→ **WHAT IS NEEDED**
Show every line in the entries below that contains the word "light", copying each one in full.
☆ ☆ ☆ ☆
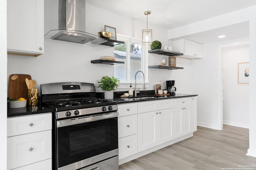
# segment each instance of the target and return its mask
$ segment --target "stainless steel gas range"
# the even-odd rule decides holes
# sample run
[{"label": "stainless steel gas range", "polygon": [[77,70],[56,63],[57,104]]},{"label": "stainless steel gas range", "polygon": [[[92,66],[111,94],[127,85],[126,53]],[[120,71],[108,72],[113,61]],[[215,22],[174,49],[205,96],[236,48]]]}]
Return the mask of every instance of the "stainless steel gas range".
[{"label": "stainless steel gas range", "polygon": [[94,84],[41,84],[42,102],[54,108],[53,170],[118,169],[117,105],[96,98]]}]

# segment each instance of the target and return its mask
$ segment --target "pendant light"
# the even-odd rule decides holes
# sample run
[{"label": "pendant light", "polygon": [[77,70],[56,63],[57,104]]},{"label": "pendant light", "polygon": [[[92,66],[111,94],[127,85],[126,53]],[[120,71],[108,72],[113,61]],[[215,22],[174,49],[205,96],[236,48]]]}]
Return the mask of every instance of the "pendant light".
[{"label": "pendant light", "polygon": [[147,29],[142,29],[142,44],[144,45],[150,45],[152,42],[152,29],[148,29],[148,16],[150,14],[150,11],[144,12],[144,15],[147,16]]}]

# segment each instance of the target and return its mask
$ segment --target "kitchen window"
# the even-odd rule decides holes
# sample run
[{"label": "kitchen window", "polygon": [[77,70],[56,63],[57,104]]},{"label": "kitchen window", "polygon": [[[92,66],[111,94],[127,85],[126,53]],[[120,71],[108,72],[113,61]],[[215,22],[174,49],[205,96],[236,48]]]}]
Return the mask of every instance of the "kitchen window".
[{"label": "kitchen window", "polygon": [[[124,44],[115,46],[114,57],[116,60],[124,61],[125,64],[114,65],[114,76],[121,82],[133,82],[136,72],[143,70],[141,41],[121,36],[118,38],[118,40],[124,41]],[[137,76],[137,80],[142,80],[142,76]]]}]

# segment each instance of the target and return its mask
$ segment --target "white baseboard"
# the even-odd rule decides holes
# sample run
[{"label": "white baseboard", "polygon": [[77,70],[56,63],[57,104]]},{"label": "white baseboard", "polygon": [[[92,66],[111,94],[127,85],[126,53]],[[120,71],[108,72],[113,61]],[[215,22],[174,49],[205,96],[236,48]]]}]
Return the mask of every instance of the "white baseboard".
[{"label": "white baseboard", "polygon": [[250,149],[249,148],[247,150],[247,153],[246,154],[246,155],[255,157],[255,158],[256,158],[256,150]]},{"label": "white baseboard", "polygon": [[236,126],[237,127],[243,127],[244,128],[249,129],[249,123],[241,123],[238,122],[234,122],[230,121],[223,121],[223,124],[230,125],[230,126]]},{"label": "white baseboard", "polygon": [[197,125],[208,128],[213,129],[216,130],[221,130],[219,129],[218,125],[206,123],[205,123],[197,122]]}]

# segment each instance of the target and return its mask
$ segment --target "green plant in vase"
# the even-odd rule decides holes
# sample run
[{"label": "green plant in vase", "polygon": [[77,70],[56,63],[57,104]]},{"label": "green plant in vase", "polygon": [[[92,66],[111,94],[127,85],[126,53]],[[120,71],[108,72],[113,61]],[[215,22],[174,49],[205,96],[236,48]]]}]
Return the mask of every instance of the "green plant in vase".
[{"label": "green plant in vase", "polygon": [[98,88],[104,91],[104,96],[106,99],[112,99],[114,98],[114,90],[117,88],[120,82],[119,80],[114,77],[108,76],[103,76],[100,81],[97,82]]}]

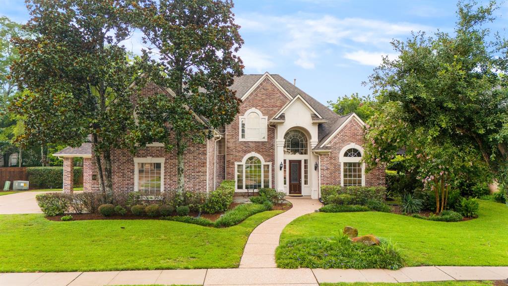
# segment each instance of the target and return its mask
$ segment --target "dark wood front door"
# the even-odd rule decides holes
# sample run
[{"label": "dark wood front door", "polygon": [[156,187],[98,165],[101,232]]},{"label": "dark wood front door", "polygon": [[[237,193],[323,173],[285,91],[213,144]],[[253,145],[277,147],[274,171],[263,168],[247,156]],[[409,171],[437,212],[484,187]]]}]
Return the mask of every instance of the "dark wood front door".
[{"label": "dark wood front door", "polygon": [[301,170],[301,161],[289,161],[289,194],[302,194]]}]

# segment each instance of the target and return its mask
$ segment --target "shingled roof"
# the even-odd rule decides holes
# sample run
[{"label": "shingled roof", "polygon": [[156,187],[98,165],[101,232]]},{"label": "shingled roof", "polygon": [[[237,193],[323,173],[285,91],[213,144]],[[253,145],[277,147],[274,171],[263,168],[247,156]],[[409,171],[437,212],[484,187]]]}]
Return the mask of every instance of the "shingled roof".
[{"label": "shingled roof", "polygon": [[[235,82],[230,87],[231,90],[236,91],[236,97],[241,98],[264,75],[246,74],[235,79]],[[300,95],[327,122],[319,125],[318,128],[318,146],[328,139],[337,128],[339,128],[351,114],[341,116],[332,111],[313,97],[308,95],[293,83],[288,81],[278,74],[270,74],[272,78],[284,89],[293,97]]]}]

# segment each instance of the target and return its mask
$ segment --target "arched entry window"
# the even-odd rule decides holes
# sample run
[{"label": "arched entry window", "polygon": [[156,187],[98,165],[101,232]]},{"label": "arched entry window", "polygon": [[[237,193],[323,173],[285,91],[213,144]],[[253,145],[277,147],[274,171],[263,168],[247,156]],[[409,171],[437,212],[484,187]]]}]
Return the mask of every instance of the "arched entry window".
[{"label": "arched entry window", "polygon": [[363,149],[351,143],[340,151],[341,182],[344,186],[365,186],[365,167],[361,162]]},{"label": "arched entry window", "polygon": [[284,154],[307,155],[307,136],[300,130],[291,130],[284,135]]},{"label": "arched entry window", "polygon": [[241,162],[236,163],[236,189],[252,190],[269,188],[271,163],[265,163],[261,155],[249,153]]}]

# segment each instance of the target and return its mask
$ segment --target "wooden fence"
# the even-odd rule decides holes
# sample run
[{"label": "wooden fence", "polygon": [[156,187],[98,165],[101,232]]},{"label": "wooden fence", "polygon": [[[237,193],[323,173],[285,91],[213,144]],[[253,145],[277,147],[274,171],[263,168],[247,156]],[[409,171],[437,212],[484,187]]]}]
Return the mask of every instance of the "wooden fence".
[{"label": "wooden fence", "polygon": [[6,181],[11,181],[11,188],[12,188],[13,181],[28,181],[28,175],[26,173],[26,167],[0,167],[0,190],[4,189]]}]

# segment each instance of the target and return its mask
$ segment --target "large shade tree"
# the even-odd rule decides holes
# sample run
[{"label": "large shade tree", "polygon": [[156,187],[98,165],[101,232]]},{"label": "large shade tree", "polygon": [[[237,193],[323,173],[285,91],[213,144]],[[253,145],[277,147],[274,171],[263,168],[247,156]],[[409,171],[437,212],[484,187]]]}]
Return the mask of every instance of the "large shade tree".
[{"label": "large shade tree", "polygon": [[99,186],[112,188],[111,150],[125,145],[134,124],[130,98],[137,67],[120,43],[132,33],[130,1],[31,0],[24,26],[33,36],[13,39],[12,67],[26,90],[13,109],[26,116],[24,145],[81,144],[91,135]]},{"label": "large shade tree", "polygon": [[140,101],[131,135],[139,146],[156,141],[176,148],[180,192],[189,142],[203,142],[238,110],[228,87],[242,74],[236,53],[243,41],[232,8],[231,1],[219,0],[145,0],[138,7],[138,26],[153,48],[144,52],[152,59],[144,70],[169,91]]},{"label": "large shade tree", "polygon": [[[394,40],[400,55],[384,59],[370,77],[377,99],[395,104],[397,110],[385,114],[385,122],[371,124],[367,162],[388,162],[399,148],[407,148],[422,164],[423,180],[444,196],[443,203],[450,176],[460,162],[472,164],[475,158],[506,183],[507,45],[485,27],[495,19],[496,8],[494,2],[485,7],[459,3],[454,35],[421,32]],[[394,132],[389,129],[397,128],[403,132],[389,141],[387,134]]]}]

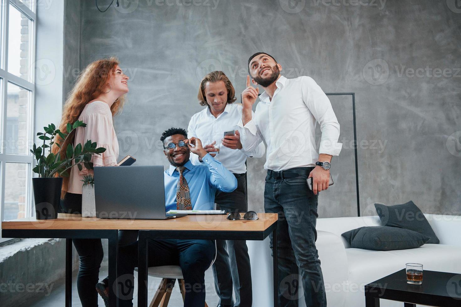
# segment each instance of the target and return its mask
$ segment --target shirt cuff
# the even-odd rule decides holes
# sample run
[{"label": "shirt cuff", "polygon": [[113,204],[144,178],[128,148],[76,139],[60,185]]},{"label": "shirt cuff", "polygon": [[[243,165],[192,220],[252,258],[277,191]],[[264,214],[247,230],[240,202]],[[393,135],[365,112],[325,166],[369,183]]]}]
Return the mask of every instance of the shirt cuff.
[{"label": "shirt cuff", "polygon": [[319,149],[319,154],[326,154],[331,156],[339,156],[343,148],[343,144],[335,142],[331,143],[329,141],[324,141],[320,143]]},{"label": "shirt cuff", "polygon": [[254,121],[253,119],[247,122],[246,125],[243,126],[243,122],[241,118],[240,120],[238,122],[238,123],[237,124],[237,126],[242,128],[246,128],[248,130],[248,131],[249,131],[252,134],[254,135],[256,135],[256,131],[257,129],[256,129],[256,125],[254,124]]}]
☆ ☆ ☆ ☆
→ **REPLY**
$ segment --target "pendant light"
[{"label": "pendant light", "polygon": [[77,70],[56,63],[57,104]]},{"label": "pendant light", "polygon": [[[92,66],[111,94],[127,85],[126,53]],[[120,71],[108,72],[113,61]],[[215,22],[174,49],[205,96],[236,48]]]}]
Return the mask of every instance of the "pendant light".
[{"label": "pendant light", "polygon": [[147,29],[142,29],[142,44],[144,45],[150,45],[152,42],[152,29],[148,29],[148,16],[150,14],[150,11],[144,12],[144,15],[147,16]]}]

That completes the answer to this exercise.